Requirement: Copy out the stretch from the start of the items through the line containing "Your reply can", substituting "occurrence" for "instance" and keeping everything else the same.

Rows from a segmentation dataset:

------------------------------

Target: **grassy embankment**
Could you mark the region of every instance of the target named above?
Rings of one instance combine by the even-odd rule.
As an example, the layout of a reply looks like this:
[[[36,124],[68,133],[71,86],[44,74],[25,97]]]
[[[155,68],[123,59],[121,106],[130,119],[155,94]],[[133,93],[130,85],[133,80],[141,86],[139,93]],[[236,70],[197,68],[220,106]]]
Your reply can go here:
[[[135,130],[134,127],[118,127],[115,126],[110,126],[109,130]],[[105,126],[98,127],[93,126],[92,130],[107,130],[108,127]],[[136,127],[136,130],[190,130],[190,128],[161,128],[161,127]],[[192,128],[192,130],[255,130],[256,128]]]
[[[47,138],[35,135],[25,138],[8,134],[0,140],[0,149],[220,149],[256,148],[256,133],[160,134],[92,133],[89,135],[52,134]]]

------------------------------

Output of the task:
Target: **grassy embankment**
Could you mark the region of every occurrence of the target named above?
Rings of one occurrence combine by the even-odd rule.
As an example, the layout of a reply looks like this:
[[[36,124],[68,133],[71,86],[44,74],[25,97]]]
[[[155,68],[123,59],[121,106],[130,119],[155,94]],[[133,93],[130,85],[133,80],[141,86],[139,93]],[[236,70],[197,68],[220,106]]]
Your reply can go here:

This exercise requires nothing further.